__Written request__. Print the items verbatim, starting at their first line and stopping after the line that contains "[124,59,132,72]". Leave the pictures out of your answer.

- - - - - - -

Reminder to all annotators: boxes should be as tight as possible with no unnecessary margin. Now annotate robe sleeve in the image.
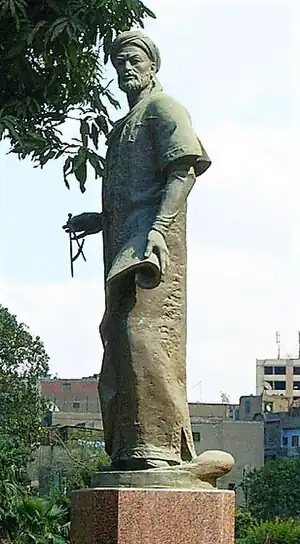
[147,93,211,176]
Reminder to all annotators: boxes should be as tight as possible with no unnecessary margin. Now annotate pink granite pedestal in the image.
[71,488,235,544]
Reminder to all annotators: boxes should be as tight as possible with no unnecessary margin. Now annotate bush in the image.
[242,458,300,520]
[235,508,257,541]
[237,520,300,544]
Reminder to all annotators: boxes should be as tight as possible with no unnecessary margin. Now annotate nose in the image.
[124,59,132,72]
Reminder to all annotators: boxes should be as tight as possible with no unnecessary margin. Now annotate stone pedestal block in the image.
[71,488,235,544]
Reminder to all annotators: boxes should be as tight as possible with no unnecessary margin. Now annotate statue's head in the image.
[110,31,161,93]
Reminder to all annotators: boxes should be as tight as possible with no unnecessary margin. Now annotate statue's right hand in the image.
[62,213,102,238]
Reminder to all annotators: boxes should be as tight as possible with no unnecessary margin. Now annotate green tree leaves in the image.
[0,305,49,455]
[0,0,154,191]
[242,458,300,520]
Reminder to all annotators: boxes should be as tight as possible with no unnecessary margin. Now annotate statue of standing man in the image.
[64,31,232,480]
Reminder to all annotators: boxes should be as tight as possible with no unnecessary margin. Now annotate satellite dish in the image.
[264,382,273,391]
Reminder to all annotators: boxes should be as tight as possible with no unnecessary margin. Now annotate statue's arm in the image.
[152,159,196,236]
[148,93,210,235]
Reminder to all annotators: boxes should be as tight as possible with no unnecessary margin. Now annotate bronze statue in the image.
[64,31,234,482]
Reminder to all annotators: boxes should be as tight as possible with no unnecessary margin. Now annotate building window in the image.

- - - - - - -

__The output__.
Reminder to all annotators: boxes should be as tight as possible with no unnecessary margin. Now annotate robe sleeve in the image.
[147,93,211,176]
Reminder to all annotators: boxes should be as tight as possible with no unnecessary margin. Now annotate pink granite pedestal in the image.
[71,488,235,544]
Reminder to all annotators: boxes should be as tight as possible with no unnecessary margin. Now annotate bush in the image.
[242,458,300,520]
[235,508,257,541]
[237,520,300,544]
Reminder to all annotators: boxes should be as tight as possible with no unnecessary margin. Now annotate nose in the image.
[124,59,132,72]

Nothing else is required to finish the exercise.